[Extracted data entries]
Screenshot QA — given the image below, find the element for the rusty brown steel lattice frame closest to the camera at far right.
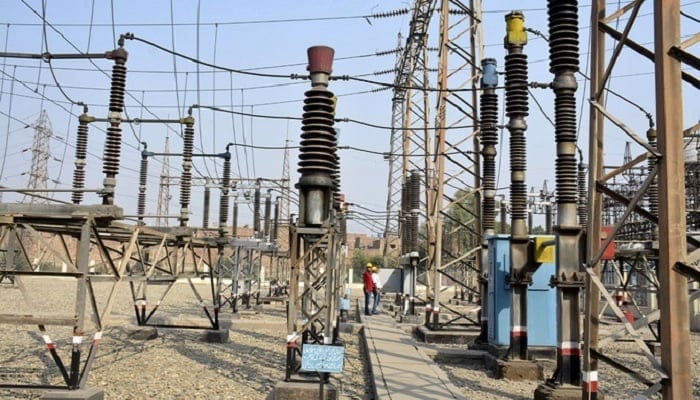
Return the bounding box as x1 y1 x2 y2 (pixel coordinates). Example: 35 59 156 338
583 0 696 399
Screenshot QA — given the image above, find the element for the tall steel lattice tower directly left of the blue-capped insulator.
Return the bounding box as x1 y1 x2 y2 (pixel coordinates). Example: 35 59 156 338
426 0 483 313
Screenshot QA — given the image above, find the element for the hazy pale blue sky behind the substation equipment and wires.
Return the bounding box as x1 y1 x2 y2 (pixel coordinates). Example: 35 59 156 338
0 0 700 234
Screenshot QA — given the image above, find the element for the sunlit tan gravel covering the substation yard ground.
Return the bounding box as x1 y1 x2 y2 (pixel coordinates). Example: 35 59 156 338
0 277 700 400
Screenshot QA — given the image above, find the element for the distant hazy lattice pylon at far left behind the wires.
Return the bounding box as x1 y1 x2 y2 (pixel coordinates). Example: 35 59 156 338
22 110 52 203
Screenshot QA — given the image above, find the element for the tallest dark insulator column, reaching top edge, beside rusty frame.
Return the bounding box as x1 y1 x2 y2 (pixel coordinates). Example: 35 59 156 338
536 0 584 395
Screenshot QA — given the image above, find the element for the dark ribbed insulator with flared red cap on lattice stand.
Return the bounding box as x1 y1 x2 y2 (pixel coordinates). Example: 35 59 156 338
298 46 339 226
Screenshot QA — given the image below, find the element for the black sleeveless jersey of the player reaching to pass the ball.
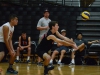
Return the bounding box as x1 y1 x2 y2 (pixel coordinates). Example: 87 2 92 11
37 30 55 51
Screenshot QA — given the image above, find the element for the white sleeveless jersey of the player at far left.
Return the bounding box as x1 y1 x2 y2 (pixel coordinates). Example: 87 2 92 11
0 22 14 42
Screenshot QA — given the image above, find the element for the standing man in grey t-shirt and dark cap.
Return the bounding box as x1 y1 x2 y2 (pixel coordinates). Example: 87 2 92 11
37 10 51 66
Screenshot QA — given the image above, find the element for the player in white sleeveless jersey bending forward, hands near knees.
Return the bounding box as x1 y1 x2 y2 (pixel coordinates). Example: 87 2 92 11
0 15 18 74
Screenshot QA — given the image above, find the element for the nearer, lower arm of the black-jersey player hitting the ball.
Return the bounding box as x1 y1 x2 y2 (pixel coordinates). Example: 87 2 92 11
47 35 73 46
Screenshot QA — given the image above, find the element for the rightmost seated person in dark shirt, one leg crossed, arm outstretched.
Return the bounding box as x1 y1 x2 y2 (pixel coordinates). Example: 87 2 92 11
69 33 98 65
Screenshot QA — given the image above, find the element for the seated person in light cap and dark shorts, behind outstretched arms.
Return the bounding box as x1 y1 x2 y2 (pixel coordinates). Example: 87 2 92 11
50 29 69 65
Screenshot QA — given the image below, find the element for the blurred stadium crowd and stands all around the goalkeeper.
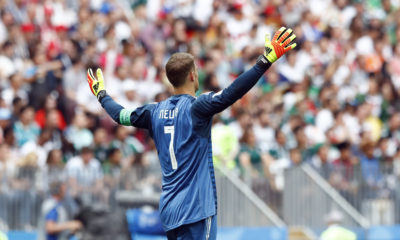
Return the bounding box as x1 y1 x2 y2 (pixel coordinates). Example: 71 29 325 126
0 0 400 240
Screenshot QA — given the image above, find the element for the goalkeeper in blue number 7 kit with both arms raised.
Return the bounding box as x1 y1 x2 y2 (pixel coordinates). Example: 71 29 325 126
87 27 296 240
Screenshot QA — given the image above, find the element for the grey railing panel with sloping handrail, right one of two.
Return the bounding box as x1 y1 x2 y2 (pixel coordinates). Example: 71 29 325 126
283 164 369 228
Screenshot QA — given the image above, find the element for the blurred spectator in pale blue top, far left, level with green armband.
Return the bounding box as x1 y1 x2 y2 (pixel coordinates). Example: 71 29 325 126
14 106 40 147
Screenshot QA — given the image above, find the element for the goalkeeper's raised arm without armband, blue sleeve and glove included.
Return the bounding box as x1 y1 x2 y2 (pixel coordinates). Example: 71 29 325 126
192 27 296 117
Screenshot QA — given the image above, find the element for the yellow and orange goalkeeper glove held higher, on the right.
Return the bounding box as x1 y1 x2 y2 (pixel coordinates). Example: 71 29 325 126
264 27 296 63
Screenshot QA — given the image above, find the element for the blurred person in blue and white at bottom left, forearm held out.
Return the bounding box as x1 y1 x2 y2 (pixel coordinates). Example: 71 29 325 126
38 181 82 240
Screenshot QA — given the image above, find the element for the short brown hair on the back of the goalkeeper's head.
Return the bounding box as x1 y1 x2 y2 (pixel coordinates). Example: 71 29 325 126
165 53 194 87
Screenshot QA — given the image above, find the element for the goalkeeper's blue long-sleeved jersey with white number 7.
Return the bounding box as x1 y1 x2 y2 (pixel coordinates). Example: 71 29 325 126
101 62 267 231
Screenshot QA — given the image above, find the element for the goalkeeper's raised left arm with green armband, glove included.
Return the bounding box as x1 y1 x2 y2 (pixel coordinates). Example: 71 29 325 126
87 68 156 130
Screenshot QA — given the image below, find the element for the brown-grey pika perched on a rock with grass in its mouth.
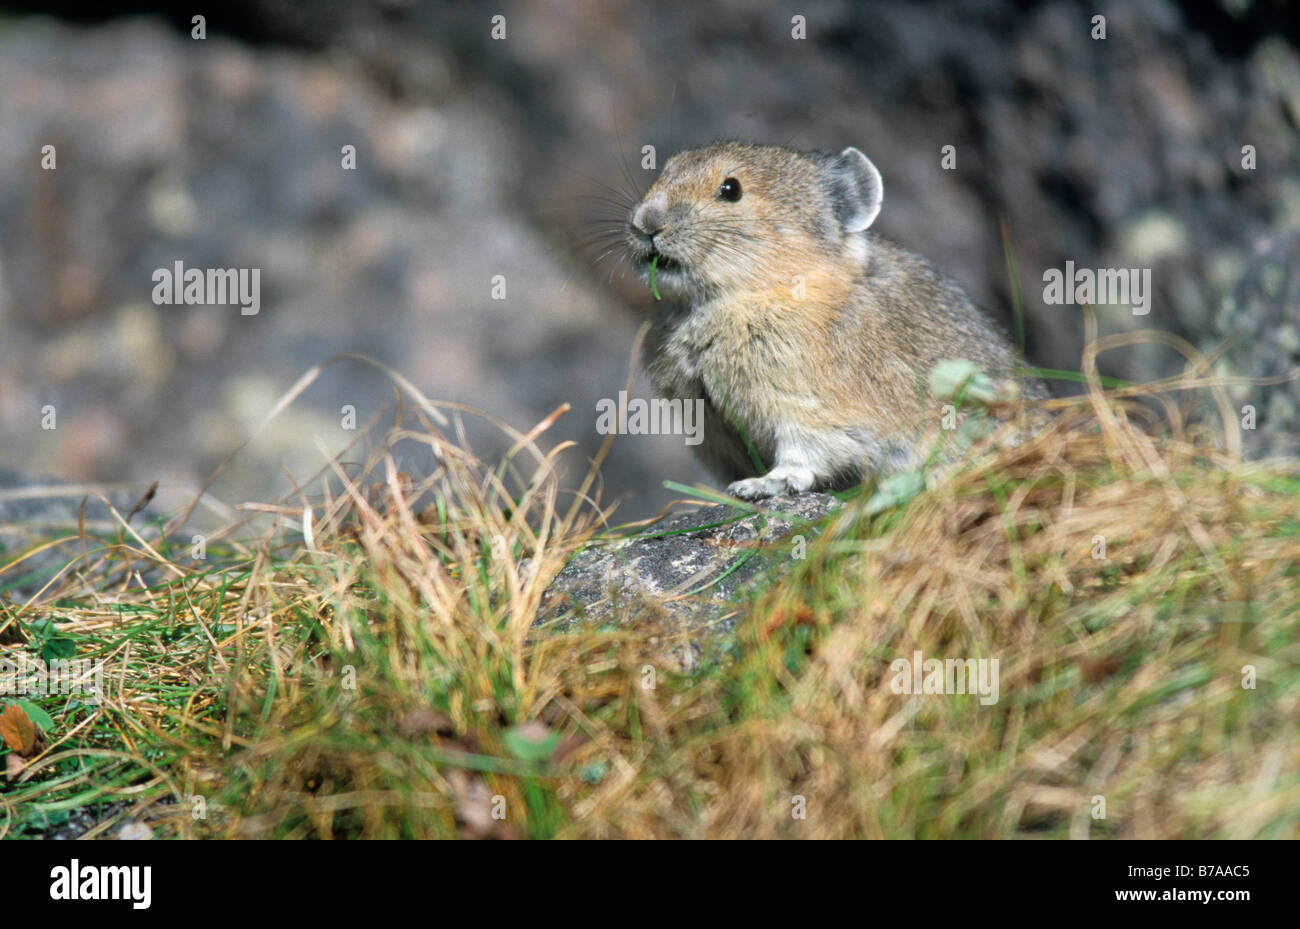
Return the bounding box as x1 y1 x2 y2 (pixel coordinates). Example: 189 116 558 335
627 142 1047 500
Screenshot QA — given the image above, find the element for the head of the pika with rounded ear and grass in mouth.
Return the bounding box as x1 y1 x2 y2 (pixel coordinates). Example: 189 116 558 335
627 142 884 298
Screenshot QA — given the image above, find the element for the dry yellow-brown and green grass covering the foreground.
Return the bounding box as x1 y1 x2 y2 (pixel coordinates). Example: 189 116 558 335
0 350 1300 838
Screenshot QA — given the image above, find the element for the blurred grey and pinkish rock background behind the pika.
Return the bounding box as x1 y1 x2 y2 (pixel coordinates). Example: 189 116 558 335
0 0 1300 530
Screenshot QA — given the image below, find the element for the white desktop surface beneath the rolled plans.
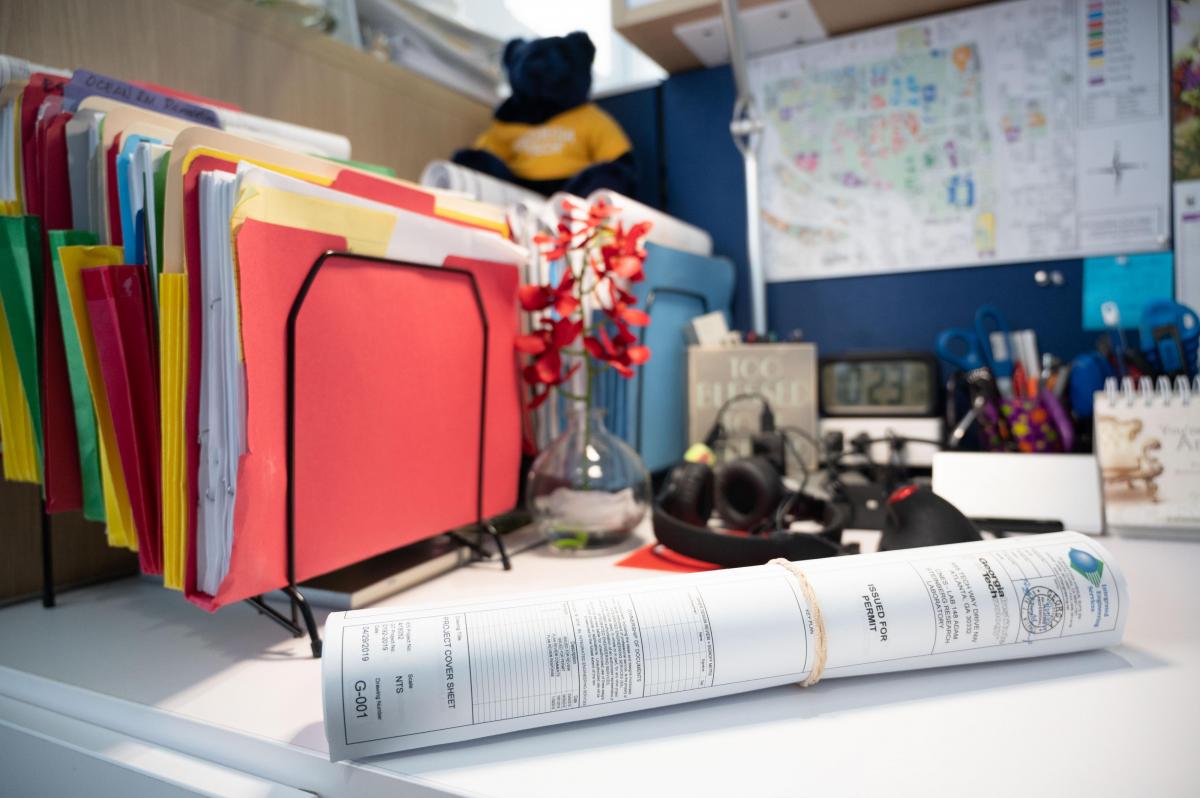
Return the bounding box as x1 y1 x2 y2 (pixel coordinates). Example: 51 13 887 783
0 525 1200 798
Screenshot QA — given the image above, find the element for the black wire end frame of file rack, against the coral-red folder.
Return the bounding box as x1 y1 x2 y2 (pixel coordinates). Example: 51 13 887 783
270 251 512 658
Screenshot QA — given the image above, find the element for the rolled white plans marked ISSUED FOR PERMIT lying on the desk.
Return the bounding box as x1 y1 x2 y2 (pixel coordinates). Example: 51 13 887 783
323 532 1129 761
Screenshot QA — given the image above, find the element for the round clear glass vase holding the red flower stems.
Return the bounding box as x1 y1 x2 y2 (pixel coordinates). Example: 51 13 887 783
526 406 650 552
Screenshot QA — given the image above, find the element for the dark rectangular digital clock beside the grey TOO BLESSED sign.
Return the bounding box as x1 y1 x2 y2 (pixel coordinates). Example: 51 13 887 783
820 352 941 416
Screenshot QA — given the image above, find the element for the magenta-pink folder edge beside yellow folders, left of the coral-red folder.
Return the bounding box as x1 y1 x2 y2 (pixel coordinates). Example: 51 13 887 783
82 265 162 574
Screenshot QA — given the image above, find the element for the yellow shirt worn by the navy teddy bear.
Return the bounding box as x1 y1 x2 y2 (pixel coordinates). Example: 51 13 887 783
475 103 630 180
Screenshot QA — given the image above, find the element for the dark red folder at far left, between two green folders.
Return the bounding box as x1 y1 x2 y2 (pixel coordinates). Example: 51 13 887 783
32 96 83 512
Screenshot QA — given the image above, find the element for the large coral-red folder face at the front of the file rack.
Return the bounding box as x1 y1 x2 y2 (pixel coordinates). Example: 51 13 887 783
187 220 521 608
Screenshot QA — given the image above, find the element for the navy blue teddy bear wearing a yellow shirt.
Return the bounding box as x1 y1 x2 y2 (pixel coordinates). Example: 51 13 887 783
454 31 636 197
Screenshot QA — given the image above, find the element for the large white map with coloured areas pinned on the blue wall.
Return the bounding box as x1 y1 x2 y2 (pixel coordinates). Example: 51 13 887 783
749 0 1170 281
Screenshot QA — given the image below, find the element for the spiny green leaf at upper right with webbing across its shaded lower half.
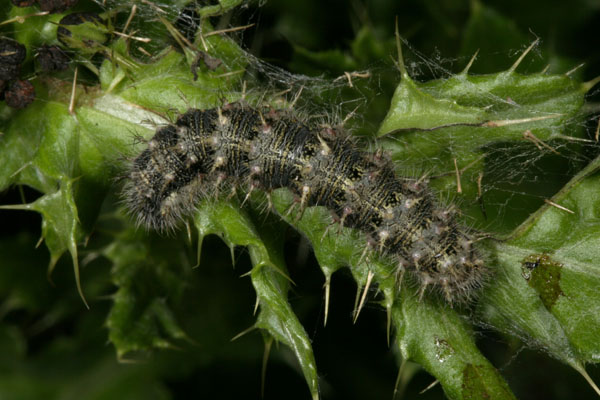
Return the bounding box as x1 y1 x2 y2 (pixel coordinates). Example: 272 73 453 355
379 45 586 234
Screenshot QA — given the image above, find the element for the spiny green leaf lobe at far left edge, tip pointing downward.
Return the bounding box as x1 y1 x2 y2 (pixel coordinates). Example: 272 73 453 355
2 102 87 306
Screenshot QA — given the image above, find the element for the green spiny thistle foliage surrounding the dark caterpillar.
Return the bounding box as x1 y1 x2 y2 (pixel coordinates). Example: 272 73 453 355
0 1 600 399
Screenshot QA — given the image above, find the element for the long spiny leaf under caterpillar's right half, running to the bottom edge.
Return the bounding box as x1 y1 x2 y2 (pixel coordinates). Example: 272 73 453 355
264 191 514 399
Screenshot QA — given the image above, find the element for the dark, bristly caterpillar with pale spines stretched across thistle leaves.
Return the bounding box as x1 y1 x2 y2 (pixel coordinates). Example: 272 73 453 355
125 103 485 304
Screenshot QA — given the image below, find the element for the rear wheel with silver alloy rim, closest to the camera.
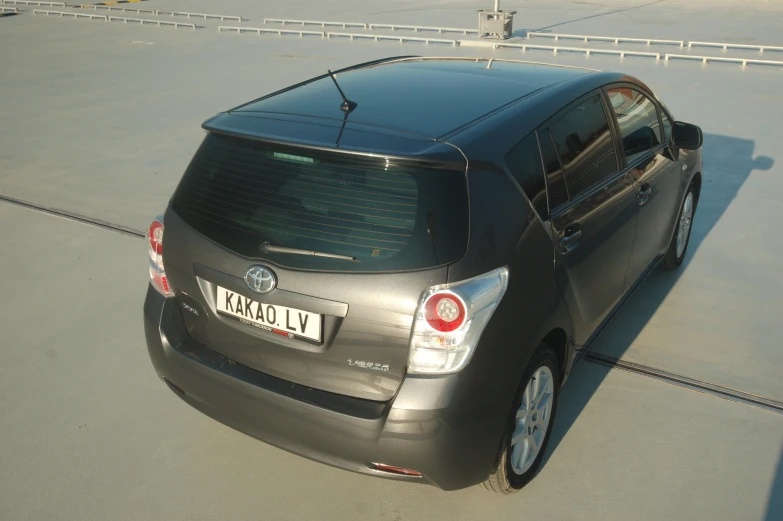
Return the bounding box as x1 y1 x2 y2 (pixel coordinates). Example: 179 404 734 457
484 344 560 494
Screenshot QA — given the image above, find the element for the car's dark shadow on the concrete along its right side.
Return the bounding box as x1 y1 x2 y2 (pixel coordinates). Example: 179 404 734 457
544 134 783 466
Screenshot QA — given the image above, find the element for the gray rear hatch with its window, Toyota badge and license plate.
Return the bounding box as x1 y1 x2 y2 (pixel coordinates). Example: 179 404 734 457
163 118 469 401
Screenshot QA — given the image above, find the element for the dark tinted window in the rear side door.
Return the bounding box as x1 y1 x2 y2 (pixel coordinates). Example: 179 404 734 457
549 94 618 199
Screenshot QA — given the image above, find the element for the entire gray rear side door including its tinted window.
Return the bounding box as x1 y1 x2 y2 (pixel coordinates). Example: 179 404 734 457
539 93 637 345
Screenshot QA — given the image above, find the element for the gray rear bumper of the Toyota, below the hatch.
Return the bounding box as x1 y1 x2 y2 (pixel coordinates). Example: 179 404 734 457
144 287 508 490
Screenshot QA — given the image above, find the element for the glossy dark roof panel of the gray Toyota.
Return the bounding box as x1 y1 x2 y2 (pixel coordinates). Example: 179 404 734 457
229 57 596 138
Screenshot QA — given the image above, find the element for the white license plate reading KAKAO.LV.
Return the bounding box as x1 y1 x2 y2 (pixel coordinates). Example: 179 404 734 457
216 286 321 342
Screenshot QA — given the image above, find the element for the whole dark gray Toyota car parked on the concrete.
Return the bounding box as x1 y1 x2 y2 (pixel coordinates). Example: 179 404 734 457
144 57 702 493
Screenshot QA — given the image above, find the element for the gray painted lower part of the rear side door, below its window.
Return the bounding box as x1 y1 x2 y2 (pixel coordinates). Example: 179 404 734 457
551 174 637 345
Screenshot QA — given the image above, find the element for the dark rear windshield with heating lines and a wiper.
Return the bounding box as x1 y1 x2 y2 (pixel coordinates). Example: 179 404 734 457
172 134 468 272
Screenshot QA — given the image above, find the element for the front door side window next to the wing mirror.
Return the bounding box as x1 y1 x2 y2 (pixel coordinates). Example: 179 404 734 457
606 87 662 164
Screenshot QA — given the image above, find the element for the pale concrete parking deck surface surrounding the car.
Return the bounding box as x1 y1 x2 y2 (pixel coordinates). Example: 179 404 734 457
0 0 783 521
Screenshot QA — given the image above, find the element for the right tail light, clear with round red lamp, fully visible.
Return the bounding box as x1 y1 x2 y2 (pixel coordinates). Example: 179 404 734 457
408 267 508 374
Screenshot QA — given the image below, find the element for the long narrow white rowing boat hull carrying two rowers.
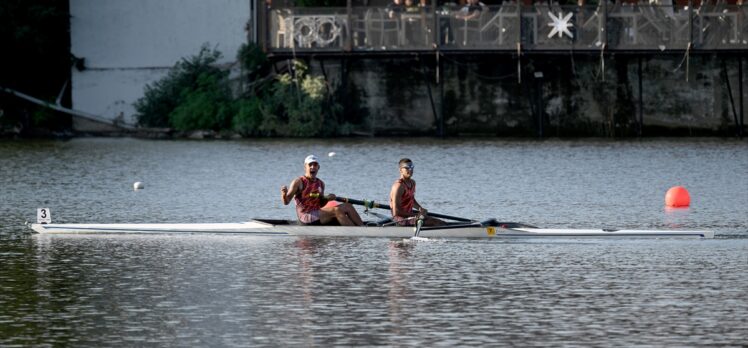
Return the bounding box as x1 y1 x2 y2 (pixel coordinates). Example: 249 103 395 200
31 220 714 239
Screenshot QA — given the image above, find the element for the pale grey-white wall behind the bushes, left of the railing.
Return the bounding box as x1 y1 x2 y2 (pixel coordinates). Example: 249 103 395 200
70 0 251 123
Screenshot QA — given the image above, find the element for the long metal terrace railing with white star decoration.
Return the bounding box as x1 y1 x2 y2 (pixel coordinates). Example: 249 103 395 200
264 1 748 53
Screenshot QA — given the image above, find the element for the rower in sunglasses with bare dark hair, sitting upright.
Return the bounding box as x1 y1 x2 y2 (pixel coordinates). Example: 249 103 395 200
390 158 444 226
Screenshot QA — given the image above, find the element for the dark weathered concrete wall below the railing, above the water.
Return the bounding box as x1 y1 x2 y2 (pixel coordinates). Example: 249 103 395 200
330 54 748 136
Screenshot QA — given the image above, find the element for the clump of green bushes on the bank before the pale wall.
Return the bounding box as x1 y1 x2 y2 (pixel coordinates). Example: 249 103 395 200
135 44 350 137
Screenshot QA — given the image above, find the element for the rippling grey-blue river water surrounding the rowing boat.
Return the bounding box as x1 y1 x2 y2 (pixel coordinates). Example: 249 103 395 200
0 138 748 346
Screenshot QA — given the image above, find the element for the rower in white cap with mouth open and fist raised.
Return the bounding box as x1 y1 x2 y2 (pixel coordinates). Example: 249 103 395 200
281 155 364 226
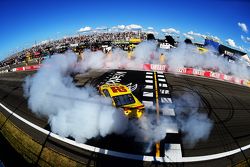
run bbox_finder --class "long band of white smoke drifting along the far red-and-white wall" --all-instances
[74,41,250,79]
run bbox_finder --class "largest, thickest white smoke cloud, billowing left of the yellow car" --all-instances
[24,53,127,142]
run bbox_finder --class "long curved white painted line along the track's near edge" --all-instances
[0,100,250,162]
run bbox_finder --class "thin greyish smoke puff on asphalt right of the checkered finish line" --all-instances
[174,93,213,147]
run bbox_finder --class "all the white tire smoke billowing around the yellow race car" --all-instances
[24,38,250,150]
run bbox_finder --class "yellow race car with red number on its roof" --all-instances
[99,84,145,119]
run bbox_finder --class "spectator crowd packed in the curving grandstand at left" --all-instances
[0,31,147,68]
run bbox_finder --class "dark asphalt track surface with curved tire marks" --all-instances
[0,70,250,166]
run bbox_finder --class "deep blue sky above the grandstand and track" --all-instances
[0,0,250,60]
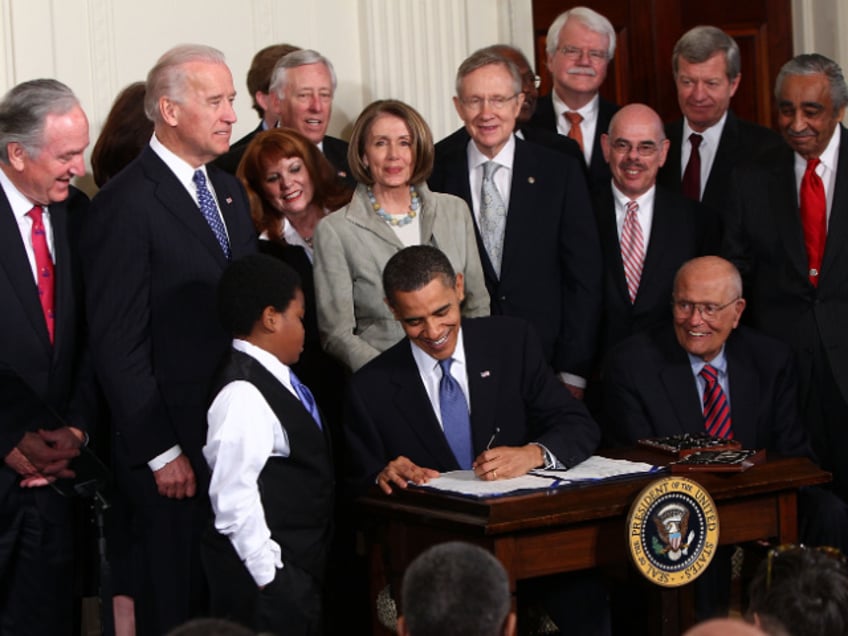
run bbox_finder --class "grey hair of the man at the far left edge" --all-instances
[0,79,79,164]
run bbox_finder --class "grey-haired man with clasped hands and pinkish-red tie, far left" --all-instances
[0,79,95,636]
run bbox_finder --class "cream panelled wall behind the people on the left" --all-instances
[0,0,532,191]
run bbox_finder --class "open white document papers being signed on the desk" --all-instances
[419,455,662,497]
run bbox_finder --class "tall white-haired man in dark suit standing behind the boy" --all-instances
[83,45,256,634]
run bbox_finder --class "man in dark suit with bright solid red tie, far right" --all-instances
[724,54,848,506]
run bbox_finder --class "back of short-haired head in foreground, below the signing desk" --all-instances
[398,541,515,636]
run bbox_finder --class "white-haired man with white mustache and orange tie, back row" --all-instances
[530,7,618,189]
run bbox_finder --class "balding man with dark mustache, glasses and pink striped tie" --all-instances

Exercise details: The required output is the stretch of entries above from the line containing "below the hatch." through the line containing "plate reading KAKAO.LV.", reproduced exactly.

Expected answer:
Screenshot QA — given the image above, find the element for the gray rear bumper of the Toyota, below the hatch.
Return the bounding box as x1 y1 x2 y2 (pixel coordinates). Example: 179 404 734 457
144 287 508 490
Screenshot QA — given the image above, find the element for the glossy dark roof panel of the gray Toyota.
Return the bounding box as x1 y1 x2 y2 (pixel coordinates). Example: 179 404 734 457
229 57 596 138
Screenshot QA — given the image above, find the element for the white license plate reading KAKAO.LV.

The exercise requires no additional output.